◆ READING TEXT ◆
- Leader: Mumtaz Dughmush
- Dates active: 2005–present
- Allegiance: Islamic State (Wilayat Sinai)
- Active regions: Gaza Strip, Egypt, Syria
- Ideology: Salafi jihadism Sunni Islamism
- Wars: Salafi-jihadist insurgency in the Gaza Strip

= Salafi jihadist militant groups in the Gaza Strip =

Palestinian militant groups

A number of Salafi jihadist militant groups have had a presence in the Gaza Strip, a part of the Palestinian territories. These groups began appearing in the Gaza Strip in the months leading up to and following the Israeli disengagement from the region in 2005 and have maintained a presence even after the 2007 Battle of Gaza, when Hamas wrestled control of the Gaza Strip from its rival Fatah, establishing its own de facto government in the area. Most have been engaged in an ongoing insurgency in Gaza.

Gazan Salafi jihadists have positioned themselves as rivals to Hamas, rejecting the group's Palestinian nationalism in favor of a transnational jihadism and full implementation of Sharia law; they were especially angered by Hamas' participation in the 2006 Palestinian legislative election, which they deemed incompatible with Sharia.

◆ PROBLEM SET ◆
a. Summarize the article on Salafi jihadist groups in Gaza in two sentences.
b. Carry on the article on Salafi jihadist groups in Gaza, picking up after its final sentence.
The entries that come next have no connection to the article on Salafi jihadist groups in Gaza.

◆ SOURCE DATA ◆
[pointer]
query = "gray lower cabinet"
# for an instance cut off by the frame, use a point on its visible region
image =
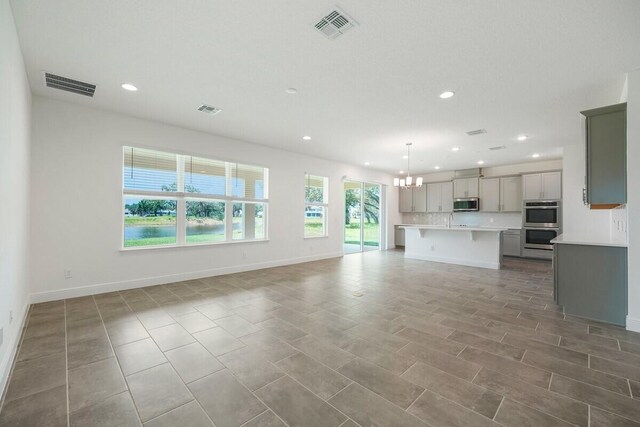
(591, 281)
(399, 237)
(511, 243)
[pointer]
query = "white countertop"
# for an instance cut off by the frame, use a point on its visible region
(590, 240)
(452, 228)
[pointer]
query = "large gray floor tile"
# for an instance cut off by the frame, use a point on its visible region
(514, 414)
(116, 410)
(90, 384)
(190, 415)
(157, 390)
(266, 419)
(439, 411)
(383, 382)
(33, 376)
(218, 341)
(313, 375)
(46, 408)
(139, 355)
(250, 367)
(229, 409)
(538, 398)
(297, 406)
(368, 409)
(596, 396)
(193, 362)
(171, 336)
(471, 396)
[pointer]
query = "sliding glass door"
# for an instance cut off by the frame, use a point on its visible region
(361, 216)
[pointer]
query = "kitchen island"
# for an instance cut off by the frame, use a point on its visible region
(462, 245)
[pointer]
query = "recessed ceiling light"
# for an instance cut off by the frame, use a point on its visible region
(129, 87)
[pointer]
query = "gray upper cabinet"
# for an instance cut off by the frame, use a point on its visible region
(413, 199)
(511, 194)
(606, 132)
(490, 195)
(465, 187)
(440, 197)
(501, 194)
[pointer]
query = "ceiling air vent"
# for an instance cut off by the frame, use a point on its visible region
(208, 109)
(69, 85)
(335, 24)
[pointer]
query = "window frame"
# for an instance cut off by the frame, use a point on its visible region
(324, 205)
(182, 197)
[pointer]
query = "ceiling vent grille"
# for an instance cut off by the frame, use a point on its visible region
(335, 24)
(208, 109)
(70, 85)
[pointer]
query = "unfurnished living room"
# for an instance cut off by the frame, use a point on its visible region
(309, 213)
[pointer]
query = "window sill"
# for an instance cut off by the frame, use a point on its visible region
(193, 245)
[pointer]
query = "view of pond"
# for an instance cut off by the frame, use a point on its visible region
(151, 231)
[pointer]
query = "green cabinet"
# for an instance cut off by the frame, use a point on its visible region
(606, 177)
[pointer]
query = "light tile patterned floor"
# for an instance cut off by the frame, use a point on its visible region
(424, 344)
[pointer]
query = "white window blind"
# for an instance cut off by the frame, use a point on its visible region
(204, 176)
(176, 199)
(149, 170)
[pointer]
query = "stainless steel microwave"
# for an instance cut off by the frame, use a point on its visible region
(467, 204)
(543, 213)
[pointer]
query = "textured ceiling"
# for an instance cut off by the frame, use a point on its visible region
(517, 67)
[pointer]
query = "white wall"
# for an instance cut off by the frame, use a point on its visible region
(76, 192)
(633, 198)
(576, 216)
(15, 126)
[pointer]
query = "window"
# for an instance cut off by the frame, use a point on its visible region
(174, 199)
(316, 205)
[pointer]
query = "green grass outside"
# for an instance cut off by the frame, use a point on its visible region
(133, 221)
(371, 234)
(194, 239)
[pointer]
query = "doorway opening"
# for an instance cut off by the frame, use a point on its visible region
(362, 217)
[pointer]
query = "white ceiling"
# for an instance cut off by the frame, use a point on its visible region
(517, 67)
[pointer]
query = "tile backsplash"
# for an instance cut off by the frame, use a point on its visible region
(486, 219)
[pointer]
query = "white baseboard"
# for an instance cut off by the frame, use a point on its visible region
(633, 324)
(12, 347)
(100, 288)
(470, 263)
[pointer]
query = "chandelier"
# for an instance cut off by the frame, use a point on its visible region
(408, 181)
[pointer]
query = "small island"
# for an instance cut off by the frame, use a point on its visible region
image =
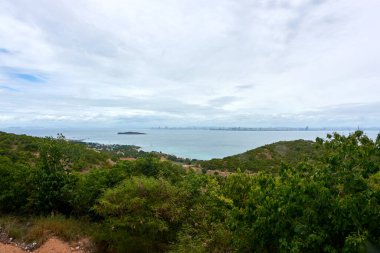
(130, 133)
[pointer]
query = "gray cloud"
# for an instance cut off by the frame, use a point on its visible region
(280, 62)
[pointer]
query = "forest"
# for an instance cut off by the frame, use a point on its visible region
(321, 196)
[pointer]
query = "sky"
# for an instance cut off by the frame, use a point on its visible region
(147, 63)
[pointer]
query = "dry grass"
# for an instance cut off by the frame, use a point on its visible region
(39, 229)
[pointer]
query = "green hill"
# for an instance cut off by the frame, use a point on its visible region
(268, 157)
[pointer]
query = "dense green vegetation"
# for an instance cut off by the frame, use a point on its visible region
(323, 197)
(268, 158)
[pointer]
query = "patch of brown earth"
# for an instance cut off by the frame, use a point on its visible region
(7, 248)
(53, 245)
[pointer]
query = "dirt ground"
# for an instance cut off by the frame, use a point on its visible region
(53, 245)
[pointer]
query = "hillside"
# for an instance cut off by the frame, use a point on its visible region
(54, 188)
(266, 158)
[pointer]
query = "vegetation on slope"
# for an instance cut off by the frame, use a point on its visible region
(330, 203)
(268, 157)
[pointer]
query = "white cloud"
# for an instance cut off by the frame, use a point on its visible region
(189, 62)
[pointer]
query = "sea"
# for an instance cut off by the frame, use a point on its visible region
(187, 143)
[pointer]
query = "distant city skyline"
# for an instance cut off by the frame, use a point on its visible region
(94, 63)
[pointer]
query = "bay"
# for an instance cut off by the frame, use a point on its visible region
(187, 143)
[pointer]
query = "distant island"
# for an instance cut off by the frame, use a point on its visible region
(130, 133)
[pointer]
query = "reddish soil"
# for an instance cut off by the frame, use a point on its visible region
(53, 245)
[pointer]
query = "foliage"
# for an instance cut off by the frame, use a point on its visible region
(268, 158)
(321, 196)
(142, 214)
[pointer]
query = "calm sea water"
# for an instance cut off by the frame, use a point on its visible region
(198, 144)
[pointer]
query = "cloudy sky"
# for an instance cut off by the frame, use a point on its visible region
(189, 63)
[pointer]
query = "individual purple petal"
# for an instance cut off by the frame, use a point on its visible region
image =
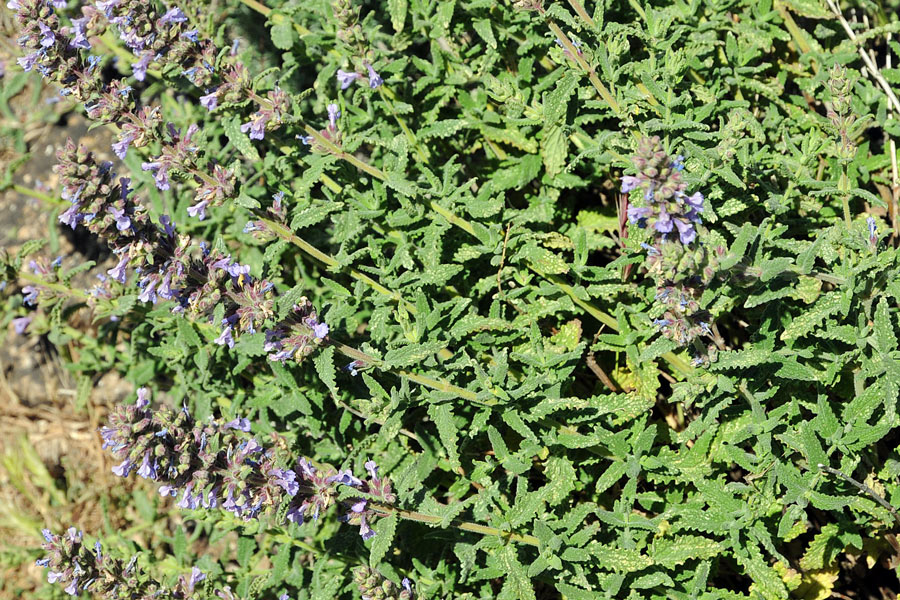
(375, 79)
(210, 101)
(139, 69)
(629, 182)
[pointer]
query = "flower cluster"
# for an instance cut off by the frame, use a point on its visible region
(161, 36)
(668, 208)
(330, 137)
(200, 280)
(165, 37)
(217, 464)
(79, 568)
(681, 267)
(56, 52)
(375, 586)
(351, 34)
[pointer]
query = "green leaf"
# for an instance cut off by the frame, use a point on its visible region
(808, 320)
(442, 415)
(240, 140)
(283, 35)
(397, 10)
(385, 528)
(324, 362)
(411, 354)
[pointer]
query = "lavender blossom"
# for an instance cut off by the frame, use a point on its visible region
(373, 585)
(78, 568)
(217, 464)
(346, 78)
(668, 207)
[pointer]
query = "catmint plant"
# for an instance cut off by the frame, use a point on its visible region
(79, 568)
(203, 282)
(679, 263)
(218, 464)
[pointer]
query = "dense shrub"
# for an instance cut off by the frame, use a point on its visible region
(544, 299)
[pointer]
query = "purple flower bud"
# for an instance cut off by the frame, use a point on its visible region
(198, 210)
(139, 69)
(122, 220)
(629, 182)
(123, 469)
(48, 38)
(346, 78)
(225, 338)
(174, 15)
(334, 114)
(210, 101)
(241, 424)
(28, 61)
(160, 174)
(375, 79)
(118, 272)
(346, 478)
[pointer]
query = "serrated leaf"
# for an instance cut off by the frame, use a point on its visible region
(385, 528)
(808, 320)
(397, 10)
(240, 140)
(324, 362)
(411, 354)
(442, 415)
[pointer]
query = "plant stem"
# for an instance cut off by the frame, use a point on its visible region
(575, 4)
(463, 525)
(595, 81)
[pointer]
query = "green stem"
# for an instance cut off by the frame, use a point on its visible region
(429, 382)
(286, 234)
(463, 525)
(595, 81)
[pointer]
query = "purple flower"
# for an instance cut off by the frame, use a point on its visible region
(122, 220)
(256, 127)
(686, 231)
(79, 28)
(375, 79)
(147, 469)
(72, 588)
(346, 78)
(28, 61)
(334, 114)
(225, 338)
(123, 469)
(160, 174)
(629, 182)
(210, 101)
(198, 210)
(139, 69)
(320, 330)
(31, 294)
(636, 214)
(174, 15)
(21, 324)
(48, 38)
(143, 398)
(118, 272)
(345, 477)
(120, 148)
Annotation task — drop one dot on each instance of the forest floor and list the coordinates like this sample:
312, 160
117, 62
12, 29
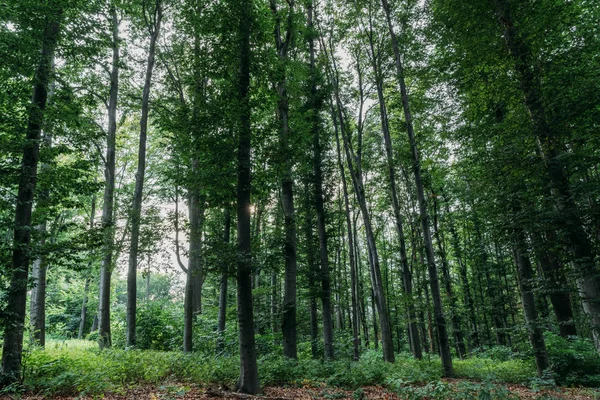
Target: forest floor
173, 391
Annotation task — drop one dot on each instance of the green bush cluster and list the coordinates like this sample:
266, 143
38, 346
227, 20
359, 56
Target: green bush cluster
574, 361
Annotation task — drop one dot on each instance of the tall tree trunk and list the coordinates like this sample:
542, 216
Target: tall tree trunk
462, 271
588, 279
555, 283
223, 286
415, 344
455, 316
37, 309
440, 319
108, 226
248, 382
282, 44
312, 271
136, 209
526, 278
14, 319
86, 287
196, 211
353, 273
315, 103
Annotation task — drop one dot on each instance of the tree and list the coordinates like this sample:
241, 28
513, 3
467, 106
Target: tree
17, 293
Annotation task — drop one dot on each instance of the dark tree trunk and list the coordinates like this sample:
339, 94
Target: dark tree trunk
104, 338
14, 319
353, 273
588, 279
526, 278
556, 285
37, 309
455, 316
282, 44
223, 286
440, 319
248, 382
462, 271
415, 344
136, 209
86, 287
354, 166
319, 203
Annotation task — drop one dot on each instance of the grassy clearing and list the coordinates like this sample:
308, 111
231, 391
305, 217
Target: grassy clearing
77, 367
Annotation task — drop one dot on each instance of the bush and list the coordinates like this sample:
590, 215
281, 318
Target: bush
574, 361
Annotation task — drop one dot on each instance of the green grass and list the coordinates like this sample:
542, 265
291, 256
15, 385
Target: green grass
78, 367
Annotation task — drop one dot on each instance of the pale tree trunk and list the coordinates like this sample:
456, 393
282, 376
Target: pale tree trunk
86, 287
555, 283
223, 285
354, 166
136, 209
14, 319
415, 343
462, 271
37, 309
351, 254
248, 382
455, 315
440, 319
318, 193
588, 279
282, 44
104, 338
526, 287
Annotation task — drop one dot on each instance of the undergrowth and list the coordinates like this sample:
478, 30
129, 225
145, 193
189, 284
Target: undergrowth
75, 367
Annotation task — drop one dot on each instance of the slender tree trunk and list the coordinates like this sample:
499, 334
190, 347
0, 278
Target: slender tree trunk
248, 382
37, 309
104, 338
455, 316
14, 318
588, 278
406, 274
223, 286
526, 278
556, 284
440, 319
375, 270
136, 209
462, 270
288, 326
196, 210
312, 271
315, 101
86, 287
353, 274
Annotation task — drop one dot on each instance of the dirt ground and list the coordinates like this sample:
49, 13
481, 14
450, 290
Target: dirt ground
174, 391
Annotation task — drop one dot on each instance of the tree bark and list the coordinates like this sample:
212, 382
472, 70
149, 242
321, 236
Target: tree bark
375, 270
455, 316
536, 335
104, 337
222, 319
315, 104
440, 319
588, 278
415, 344
462, 271
86, 287
282, 44
248, 382
136, 209
14, 319
353, 274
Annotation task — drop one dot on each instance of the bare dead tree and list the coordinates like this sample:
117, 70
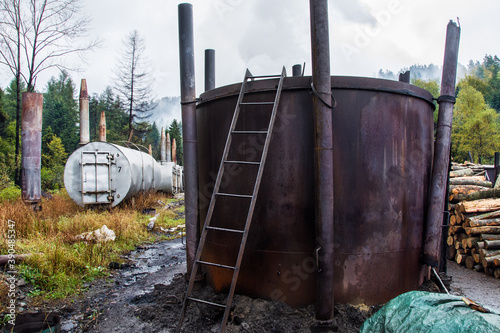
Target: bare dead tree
133, 79
36, 35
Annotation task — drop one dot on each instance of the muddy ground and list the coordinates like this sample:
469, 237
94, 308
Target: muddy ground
147, 297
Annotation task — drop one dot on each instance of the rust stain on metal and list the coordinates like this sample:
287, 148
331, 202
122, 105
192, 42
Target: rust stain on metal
102, 127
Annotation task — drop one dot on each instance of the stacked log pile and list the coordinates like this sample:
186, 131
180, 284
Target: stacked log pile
474, 231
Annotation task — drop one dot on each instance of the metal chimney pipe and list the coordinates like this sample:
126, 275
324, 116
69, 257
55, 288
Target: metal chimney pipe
323, 158
31, 153
169, 149
163, 147
174, 151
297, 70
102, 127
439, 177
189, 134
209, 69
84, 113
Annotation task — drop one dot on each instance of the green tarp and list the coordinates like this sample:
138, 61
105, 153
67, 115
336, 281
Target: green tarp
421, 311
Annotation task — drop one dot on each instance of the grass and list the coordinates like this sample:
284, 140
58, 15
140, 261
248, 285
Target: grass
58, 265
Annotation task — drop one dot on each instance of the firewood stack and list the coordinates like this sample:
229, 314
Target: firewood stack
474, 232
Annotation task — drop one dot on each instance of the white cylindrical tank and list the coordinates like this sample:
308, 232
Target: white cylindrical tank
105, 173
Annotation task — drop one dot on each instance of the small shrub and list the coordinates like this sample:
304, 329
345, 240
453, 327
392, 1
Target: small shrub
10, 193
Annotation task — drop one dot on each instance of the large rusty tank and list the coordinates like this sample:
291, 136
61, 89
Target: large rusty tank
383, 145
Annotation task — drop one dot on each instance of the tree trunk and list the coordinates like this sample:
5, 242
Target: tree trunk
489, 261
478, 268
470, 242
490, 236
492, 244
479, 181
469, 262
485, 222
461, 256
451, 252
476, 257
489, 253
479, 206
455, 229
461, 173
477, 195
483, 230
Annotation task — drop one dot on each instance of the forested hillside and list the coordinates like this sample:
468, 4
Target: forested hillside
60, 128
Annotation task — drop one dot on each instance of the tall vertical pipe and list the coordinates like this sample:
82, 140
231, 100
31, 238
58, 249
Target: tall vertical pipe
163, 147
297, 70
209, 69
174, 151
437, 191
189, 134
169, 149
323, 158
102, 127
31, 152
84, 114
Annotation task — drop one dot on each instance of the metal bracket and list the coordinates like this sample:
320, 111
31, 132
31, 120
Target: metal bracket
446, 98
321, 99
316, 252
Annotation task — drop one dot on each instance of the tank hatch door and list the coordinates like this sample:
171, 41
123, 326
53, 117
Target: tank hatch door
96, 177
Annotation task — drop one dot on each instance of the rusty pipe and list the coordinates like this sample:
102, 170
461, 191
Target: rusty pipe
297, 70
102, 127
437, 191
174, 151
163, 147
209, 69
31, 152
84, 113
189, 129
323, 158
169, 149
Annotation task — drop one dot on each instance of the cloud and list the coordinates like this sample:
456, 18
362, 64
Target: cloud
354, 11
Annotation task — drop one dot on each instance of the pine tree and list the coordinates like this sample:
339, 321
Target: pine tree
60, 111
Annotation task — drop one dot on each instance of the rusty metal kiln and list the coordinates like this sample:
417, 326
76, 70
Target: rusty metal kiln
383, 144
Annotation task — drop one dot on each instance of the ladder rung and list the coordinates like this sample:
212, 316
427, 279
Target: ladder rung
243, 162
249, 132
216, 265
225, 229
235, 195
206, 302
263, 76
257, 103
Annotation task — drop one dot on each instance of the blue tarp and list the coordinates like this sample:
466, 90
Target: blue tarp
421, 311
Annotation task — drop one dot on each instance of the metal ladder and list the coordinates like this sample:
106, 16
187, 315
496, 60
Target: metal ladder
253, 197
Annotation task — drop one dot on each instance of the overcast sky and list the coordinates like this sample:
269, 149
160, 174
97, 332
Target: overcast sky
264, 35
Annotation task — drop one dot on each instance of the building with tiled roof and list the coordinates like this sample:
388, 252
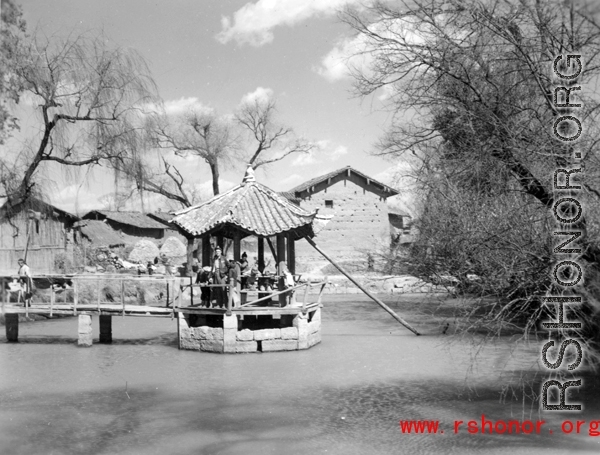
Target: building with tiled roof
36, 231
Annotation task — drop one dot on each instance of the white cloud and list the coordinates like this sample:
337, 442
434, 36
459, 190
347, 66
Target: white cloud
358, 53
261, 94
253, 23
401, 177
324, 151
205, 191
75, 199
185, 105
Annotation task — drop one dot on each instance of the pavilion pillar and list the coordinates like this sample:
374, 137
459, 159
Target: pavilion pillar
280, 248
206, 251
105, 321
261, 254
291, 253
11, 322
281, 258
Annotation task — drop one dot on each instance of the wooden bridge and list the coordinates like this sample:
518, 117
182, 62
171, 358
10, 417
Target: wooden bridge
85, 296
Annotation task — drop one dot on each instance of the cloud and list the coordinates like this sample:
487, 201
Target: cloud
359, 52
401, 177
75, 199
347, 54
261, 94
325, 151
253, 23
184, 105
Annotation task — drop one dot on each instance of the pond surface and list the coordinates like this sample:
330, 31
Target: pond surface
141, 395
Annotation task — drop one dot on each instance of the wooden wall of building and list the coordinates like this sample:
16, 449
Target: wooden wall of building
47, 239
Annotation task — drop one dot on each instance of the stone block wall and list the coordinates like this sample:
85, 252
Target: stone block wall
229, 339
360, 223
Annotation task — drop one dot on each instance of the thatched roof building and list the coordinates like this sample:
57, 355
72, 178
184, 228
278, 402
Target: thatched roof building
247, 209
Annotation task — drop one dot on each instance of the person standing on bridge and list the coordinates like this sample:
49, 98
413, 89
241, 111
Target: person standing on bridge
24, 273
219, 274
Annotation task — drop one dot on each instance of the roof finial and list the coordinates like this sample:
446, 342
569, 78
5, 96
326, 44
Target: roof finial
249, 177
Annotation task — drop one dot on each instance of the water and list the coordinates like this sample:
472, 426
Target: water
141, 395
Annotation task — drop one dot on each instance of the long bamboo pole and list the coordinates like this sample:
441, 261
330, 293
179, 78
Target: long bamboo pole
375, 299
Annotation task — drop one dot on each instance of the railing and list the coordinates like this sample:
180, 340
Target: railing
289, 292
176, 302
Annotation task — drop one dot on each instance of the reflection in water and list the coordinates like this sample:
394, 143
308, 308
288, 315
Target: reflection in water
143, 396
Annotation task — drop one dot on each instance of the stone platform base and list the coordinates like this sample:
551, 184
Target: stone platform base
304, 332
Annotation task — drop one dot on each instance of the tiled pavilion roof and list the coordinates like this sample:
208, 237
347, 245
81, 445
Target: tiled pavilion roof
250, 208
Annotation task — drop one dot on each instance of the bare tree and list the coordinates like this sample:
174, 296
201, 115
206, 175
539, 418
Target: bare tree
270, 141
87, 96
202, 134
12, 29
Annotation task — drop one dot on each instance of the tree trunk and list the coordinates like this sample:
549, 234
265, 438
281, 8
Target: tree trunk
214, 169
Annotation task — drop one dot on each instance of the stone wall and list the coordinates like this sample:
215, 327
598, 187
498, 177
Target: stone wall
304, 333
359, 225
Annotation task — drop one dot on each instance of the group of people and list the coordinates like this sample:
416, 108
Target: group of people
221, 273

◆ ANSWERS FOR EACH ITEM ◆
a. Several Salafi jihadist militant groups have operated in the Gaza Strip since the period around Israel's 2005 disengagement, staying on after Hamas took control in the 2007 Battle of Gaza, and most have been waging an ongoing insurgency there. They cast themselves as rivals to Hamas, rejecting its Palestinian nationalism in favor of transnational jihadism and full Sharia, and were especially angered by its participation in the 2006 Palestinian legislative election.

b.
Besides several documented groups, there have been a number of smaller, loosely affiliated cells that adopt a variety of front names to perpetrate attacks.

== Ideological conflicts with Hamas ==
Gazan Salafi jihadist groups have several general points of unity that pit them at odds with Hamas:
- Opposition to Palestinian nationalism and adherence to pan-Islamism
- Opposition to democracy and other aspects of secularism; Hamas has secular allies, namely the PFLP, DFLP, and Al-Aqsa Martyrs' Brigades.
- Opposition to Shia Islam; some of Hamas' allies are Shia, including Iran and Hezbollah.
- Opposition to Hamas' tolerance of perceived liberal attitudes and culture among the Gazan population, including tolerance of music.
- More prominent antisemitic rhetoric. While Hamas itself had previously been accused as antisemitic, its revised charter and some officials (i.e. Khaled Mashal and founder Ahmed Yassin) declared that its main struggle is against Israel and not Jews.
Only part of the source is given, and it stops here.